Task goal: Update the lines from the line with "of the multi-lane" up to and including the line with "76], [93, 26]]" by putting "gray cloud" wherever "white cloud" appears, and leave everything else unchanged. Return only those lines.

--- begin Input rows ---

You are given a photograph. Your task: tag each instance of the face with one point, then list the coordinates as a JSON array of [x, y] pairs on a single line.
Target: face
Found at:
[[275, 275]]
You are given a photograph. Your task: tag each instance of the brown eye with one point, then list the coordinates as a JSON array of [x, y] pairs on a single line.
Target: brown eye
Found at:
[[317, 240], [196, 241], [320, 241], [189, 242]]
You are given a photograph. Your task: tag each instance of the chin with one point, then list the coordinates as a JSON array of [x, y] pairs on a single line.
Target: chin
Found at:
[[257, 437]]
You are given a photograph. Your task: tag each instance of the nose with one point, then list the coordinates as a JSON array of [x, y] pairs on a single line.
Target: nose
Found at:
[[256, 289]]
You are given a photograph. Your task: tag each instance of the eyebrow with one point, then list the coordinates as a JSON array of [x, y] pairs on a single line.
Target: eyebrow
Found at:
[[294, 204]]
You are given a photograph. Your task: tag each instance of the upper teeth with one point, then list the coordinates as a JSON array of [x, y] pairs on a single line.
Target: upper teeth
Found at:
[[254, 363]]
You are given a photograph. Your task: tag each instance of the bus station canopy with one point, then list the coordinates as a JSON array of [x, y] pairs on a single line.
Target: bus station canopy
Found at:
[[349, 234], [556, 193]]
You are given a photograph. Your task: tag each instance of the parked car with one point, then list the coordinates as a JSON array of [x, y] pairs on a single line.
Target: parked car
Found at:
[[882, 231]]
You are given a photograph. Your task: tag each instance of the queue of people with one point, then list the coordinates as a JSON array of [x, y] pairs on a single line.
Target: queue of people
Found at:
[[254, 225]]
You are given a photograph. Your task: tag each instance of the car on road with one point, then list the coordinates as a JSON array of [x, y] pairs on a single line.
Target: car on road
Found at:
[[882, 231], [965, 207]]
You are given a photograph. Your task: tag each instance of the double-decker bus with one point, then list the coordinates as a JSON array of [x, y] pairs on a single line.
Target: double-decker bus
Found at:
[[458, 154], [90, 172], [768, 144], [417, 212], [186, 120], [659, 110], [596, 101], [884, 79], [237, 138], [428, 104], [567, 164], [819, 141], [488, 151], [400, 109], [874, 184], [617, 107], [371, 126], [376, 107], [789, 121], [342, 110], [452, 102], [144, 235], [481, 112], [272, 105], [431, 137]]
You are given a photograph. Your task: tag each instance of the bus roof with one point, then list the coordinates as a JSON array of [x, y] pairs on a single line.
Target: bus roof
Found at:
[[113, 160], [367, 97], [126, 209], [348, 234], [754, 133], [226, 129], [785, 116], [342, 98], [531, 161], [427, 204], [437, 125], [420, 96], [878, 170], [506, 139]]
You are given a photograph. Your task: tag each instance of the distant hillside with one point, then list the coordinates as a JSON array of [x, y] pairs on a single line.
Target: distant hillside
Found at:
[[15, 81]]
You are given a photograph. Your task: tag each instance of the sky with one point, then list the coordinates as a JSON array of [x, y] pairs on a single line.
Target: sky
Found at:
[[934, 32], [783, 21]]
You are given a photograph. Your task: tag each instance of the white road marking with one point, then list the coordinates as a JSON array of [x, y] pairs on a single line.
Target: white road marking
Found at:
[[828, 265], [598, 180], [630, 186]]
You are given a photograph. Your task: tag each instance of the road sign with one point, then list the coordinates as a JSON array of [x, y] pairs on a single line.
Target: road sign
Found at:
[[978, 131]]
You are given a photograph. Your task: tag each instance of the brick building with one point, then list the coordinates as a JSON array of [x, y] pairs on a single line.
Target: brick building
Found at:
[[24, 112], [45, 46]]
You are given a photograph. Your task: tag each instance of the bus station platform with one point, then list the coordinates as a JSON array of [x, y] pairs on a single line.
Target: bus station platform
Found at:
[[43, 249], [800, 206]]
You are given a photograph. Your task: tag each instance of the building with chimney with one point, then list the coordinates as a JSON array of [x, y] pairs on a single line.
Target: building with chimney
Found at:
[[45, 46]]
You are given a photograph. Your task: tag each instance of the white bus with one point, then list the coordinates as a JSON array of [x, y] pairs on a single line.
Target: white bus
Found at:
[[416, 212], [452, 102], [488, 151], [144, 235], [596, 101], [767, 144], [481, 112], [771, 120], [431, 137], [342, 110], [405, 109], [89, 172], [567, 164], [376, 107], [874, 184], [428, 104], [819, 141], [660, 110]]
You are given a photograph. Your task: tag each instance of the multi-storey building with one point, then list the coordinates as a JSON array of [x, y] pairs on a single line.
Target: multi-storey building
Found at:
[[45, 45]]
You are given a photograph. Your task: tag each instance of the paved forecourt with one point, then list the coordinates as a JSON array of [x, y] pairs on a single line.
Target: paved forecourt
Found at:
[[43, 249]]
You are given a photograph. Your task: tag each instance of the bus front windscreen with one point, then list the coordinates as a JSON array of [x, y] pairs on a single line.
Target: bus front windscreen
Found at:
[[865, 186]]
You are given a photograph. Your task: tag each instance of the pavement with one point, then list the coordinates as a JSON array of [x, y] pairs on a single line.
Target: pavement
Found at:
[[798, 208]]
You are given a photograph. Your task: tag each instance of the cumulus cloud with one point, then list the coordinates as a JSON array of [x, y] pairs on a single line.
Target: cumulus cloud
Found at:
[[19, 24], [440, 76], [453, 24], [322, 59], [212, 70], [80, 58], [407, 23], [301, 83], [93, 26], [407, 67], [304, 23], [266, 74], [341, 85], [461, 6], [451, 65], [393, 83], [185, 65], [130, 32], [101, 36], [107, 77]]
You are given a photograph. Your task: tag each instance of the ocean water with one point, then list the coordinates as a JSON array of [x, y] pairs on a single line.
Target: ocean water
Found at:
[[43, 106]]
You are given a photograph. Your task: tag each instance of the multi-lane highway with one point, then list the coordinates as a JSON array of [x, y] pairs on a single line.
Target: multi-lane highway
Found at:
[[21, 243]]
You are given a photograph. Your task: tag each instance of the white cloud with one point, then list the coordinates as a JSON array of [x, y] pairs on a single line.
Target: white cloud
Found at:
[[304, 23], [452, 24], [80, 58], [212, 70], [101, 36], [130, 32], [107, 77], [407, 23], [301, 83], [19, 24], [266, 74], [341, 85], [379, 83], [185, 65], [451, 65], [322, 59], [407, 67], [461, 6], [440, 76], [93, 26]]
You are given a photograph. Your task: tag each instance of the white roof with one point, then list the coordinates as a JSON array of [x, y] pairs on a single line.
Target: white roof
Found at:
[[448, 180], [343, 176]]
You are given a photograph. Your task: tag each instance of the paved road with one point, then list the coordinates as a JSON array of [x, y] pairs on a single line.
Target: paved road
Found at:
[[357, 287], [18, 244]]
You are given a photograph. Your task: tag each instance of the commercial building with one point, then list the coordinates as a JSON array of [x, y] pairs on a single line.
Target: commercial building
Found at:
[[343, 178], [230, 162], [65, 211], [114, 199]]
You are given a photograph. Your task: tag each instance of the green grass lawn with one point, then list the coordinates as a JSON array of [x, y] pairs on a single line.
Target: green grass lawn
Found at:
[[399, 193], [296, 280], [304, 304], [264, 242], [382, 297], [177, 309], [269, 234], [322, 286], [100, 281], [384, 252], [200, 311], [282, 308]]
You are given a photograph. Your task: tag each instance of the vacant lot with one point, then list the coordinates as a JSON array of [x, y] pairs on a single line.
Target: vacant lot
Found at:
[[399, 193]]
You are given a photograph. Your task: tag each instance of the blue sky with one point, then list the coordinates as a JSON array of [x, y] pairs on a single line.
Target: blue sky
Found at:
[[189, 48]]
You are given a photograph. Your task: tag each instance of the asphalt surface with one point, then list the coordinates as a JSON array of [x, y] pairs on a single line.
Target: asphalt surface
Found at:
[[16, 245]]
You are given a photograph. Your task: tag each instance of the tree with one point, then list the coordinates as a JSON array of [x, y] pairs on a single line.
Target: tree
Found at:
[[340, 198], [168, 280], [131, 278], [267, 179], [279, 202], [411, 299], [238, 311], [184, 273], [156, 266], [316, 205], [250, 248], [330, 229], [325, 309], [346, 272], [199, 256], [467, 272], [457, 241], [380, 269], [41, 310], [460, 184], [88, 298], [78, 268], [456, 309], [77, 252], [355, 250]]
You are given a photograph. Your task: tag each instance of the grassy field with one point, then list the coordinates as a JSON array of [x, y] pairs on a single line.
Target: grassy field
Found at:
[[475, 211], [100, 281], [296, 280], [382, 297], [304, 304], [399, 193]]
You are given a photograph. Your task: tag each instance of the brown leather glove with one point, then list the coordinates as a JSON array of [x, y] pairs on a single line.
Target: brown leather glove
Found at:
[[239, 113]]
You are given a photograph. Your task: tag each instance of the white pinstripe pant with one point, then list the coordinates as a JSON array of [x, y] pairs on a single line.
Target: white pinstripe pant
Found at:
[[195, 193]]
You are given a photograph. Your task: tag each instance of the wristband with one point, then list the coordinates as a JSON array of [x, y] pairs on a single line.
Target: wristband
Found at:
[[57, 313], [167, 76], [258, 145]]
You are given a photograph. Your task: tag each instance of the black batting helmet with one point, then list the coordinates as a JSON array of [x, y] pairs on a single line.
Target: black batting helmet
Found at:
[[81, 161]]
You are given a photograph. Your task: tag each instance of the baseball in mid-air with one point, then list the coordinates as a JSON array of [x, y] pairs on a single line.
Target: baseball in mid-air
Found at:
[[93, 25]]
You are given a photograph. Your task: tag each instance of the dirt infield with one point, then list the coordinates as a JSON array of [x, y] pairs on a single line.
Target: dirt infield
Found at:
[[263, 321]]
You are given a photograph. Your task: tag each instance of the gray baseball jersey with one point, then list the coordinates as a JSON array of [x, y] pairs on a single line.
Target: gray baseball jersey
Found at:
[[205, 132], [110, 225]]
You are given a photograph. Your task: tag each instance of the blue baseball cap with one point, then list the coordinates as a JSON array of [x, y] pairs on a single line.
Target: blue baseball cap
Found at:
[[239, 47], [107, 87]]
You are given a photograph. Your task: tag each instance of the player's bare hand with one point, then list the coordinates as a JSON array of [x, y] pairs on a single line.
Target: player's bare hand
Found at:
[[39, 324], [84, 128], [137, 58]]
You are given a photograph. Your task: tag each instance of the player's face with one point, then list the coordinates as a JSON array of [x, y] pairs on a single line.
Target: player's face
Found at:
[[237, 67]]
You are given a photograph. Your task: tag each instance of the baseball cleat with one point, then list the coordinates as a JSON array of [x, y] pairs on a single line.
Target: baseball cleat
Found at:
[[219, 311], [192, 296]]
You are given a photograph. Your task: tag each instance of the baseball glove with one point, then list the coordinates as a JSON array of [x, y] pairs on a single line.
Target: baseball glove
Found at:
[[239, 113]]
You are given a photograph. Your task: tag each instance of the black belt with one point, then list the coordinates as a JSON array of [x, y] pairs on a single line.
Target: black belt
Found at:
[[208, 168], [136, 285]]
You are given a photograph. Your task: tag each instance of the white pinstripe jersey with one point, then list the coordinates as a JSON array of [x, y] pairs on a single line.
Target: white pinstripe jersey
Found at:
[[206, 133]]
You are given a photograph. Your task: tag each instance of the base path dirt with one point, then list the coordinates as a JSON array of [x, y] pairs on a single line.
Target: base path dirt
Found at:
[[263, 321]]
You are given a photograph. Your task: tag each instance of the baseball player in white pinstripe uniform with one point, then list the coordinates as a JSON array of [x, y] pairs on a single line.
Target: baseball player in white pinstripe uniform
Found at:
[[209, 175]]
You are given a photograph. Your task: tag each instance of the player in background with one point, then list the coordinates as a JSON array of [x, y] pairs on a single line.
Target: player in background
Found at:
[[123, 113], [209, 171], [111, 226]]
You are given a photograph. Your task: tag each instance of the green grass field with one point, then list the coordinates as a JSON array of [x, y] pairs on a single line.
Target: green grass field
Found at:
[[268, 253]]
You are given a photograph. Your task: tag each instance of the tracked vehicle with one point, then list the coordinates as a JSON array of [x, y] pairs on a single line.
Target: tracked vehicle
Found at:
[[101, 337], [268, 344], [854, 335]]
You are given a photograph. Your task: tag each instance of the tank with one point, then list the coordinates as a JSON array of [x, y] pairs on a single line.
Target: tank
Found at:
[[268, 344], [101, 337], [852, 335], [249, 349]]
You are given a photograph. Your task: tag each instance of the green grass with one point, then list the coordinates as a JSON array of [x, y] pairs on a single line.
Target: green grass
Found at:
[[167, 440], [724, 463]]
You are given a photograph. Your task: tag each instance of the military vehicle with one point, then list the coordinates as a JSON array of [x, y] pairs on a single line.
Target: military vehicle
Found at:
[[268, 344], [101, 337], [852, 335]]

--- end Input rows ---

Full solution:
You are given a photograph. Your task: tag each instance of the multi-lane highway with one point, then list the coordinates as a JSON array of [x, y] pairs on a single line.
Target: multi-lane highway
Found at:
[[21, 243]]
You are given a photograph. Your task: tag each instance of the gray cloud with one point, then list the coordinates as a JSON array of [x, y] pairs on a single line.
Target: gray cloud
Found at:
[[304, 23], [452, 24], [80, 58], [212, 70], [101, 36], [130, 32], [107, 77], [407, 23], [301, 83], [19, 24], [266, 74], [341, 85], [379, 83], [185, 65], [451, 65], [322, 59], [407, 67], [461, 6], [440, 76], [93, 26]]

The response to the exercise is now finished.